▶ SOURCE TEXT:
---+---

# Panda cories...



## Bert H (Mar 2, 2004)

I was wondering if anyone has successfully had these little guys breed in their planted tank? I have 2 in one of my tanks and really like them. I was thinking of getting some more and seeing if nature might take her course.


----------



## AaronT (Apr 26, 2004)

I had Corydoras oiapoquensis spawn in my tank when I first set it up with new Aquasoil. They are very similar to panda Cories. I would think that as long as your water is very soft you have a good chance of seeing some babies.

The guy I got mine from uses rainwater to breed all of his cories.


----------



## frugalfish (Apr 20, 2005)

Yep, I have just this year. I posted about it in the fish section a little while back. I wasn't trying to get them to breed, it just happened. There are three of them in my 30 tall, one female and two males. Came back from a vacation and while checking on my tanks noticed something tiny moving and low and behold there were 8 little tiny catfish. They may have been spawing before, but the young and eggs probably got eaten by tankmates. Now there are less fish and a ton of groundcover plants for them to hide among. ONly proble now is they are becoming a bit too prolofic. Must be three different aged young now. They are a cute fish, but especially so when they are under a 1/4 inch. Panda's have always been my favorite corydoras.


----------



## Bert H (Mar 2, 2004)

David - congratulations! I'm jealous. If you ever want to dispose of some of them, I know a tank which will be happy to accept them. 

Aaron - if softer water is needed for spawning, I am out of luck with my liquid semi-rock (kh10, gh12).


----------



## frugalfish (Apr 20, 2005)

Bert- I'm not sure if hard water would be a problem with Panda cories. My local water is over 300 ppm of hardness and the pH averages around 8. I know they have spawned in these conditions before (I've seen eggs), but my tanks are usually heavily stocked and fry of any kid just don't make it past all the hungry mouths. This tank is now lightly stocked and has many more areas (heavy plant cover) for fry to survive until they are large enough to evade predation. Pandas are almost always tank raised and with so many generation removed from the wild they may not require the normal soft conditions, but instead be able to adapt to other conditions. However....this tank has taken a turn recently. I have a ton of Pomacea bridgesii in this tank now and when I test the water the results are very different...showing softer water and lower kh which of course gives a lower pH. The Brigs seem to just suck the calcium and minerals out of the water for their shells at a heavy rate. Perhaps they could be the new water softening gizmo? I don't know if this has had a direct affect on the cories or not, but I must be honest about my tank conditions. Another reason they may be spawning so much is that I must do regular water changes to replenish the stuff that the snails take away. The water changes are a trigger with many catfish, especially when using cooler water as I do. And as for the fry, I do nothing special to raise them. They are on their own and must be finding what they need among the plants and gravel. Of course with this tank being very established there are tons of microorganisms (another plus the snails provide with their slime trails)to get them started and I'm sure they are finding leftover food as well. Heck my tank has had a horrible case of greenwater for the last two months so for sure there has been tons for them to eat.

---+---

▶ WHAT IS ASKED: Please reproduce word for word the part of the panda cory thread that starts at "# Panda cories..." and stops after "take her course.".

▶ EXTRACTED MATERIAL:
---+---

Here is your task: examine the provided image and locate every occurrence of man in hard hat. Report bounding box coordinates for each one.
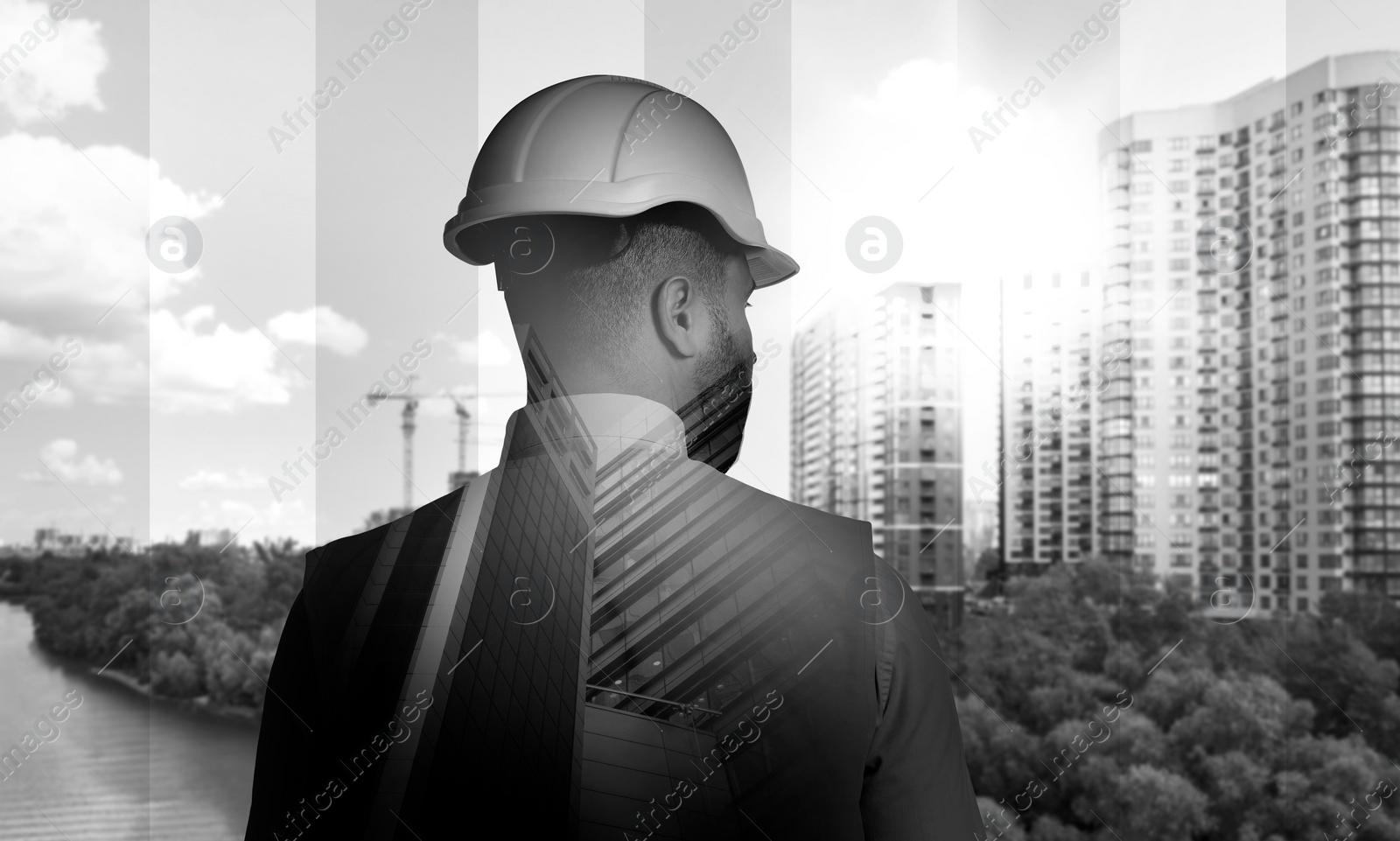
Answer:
[247,75,982,841]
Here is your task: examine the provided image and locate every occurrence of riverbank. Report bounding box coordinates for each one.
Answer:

---+---

▶ EXERCISE OUTPUT:
# Panda cories...



## Bert H (Mar 2, 2004)

I was wondering if anyone has successfully had these little guys breed in their planted tank? I have 2 in one of my tanks and really like them. I was thinking of getting some more and seeing if nature might take her course.